■ TASK DESCRIPTION
Copy out all of the entries below without any change.

■ RAW DATA
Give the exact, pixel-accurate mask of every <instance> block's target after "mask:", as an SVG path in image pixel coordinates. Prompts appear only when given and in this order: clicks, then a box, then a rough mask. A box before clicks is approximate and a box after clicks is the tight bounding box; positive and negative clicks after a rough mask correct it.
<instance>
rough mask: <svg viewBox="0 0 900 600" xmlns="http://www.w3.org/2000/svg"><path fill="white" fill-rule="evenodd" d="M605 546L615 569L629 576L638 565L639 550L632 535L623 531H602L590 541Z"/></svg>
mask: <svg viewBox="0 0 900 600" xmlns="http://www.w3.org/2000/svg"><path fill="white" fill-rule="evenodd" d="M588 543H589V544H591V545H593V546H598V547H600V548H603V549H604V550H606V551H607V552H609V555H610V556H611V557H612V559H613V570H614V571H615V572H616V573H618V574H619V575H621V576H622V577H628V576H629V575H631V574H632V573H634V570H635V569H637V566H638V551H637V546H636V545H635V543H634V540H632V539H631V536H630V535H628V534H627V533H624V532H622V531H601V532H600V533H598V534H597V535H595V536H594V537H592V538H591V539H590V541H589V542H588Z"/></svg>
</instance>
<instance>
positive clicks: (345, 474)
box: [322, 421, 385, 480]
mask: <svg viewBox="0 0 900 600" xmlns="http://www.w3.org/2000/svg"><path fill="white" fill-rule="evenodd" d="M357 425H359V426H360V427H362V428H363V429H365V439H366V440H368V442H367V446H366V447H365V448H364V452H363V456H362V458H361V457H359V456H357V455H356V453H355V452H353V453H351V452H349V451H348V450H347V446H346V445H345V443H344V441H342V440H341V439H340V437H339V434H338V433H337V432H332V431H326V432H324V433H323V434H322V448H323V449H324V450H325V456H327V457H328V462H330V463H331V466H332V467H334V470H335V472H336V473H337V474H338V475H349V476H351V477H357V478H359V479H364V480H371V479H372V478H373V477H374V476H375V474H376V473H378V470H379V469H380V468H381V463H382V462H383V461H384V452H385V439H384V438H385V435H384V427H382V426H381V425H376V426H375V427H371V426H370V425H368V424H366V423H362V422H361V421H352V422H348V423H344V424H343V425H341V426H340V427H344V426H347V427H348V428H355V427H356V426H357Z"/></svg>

■ RESPONSE AREA
Give the exact, pixel-accurate mask of every <instance> block's target after "mask:", as an SVG path in image pixel coordinates. Prompts appear only when given and in this order: clicks, then a box, then a rough mask. A box before clicks is approximate and a box after clicks is the tight bounding box; positive and negative clicks after a rough mask correct it.
<instance>
rough mask: <svg viewBox="0 0 900 600" xmlns="http://www.w3.org/2000/svg"><path fill="white" fill-rule="evenodd" d="M605 546L615 569L629 576L638 565L639 550L632 535L623 531H602L590 541Z"/></svg>
mask: <svg viewBox="0 0 900 600" xmlns="http://www.w3.org/2000/svg"><path fill="white" fill-rule="evenodd" d="M588 543H589V544H591V545H593V546H598V547H600V548H603V549H604V550H606V551H607V552H609V555H610V556H611V557H612V559H613V570H614V571H615V572H616V573H618V574H619V575H621V576H622V577H628V576H629V575H631V574H632V573H634V570H635V569H637V566H638V551H637V546H636V545H635V543H634V540H632V539H631V536H630V535H628V534H627V533H624V532H622V531H601V532H600V533H598V534H597V535H595V536H594V537H592V538H591V539H590V541H589V542H588Z"/></svg>
</instance>
<instance>
positive clicks: (345, 474)
box: [322, 421, 385, 480]
mask: <svg viewBox="0 0 900 600" xmlns="http://www.w3.org/2000/svg"><path fill="white" fill-rule="evenodd" d="M357 425H359V426H360V427H362V428H363V429H365V439H366V440H368V442H367V446H366V447H365V448H364V452H363V456H362V458H361V457H359V456H357V455H356V453H355V452H353V453H351V452H349V451H348V450H347V446H346V445H345V443H344V441H342V440H341V439H340V437H339V434H338V433H337V432H332V431H326V432H324V433H323V434H322V448H323V449H324V450H325V456H327V457H328V462H330V463H331V466H332V467H334V470H335V472H336V473H337V474H338V475H349V476H351V477H357V478H359V479H364V480H371V479H372V478H373V477H374V476H375V474H376V473H378V470H379V469H380V468H381V463H382V462H383V461H384V452H385V439H384V438H385V435H384V427H382V426H381V425H376V426H375V427H371V426H370V425H368V424H366V423H362V422H361V421H352V422H348V423H344V424H343V425H341V426H340V427H344V426H347V427H348V428H355V427H356V426H357Z"/></svg>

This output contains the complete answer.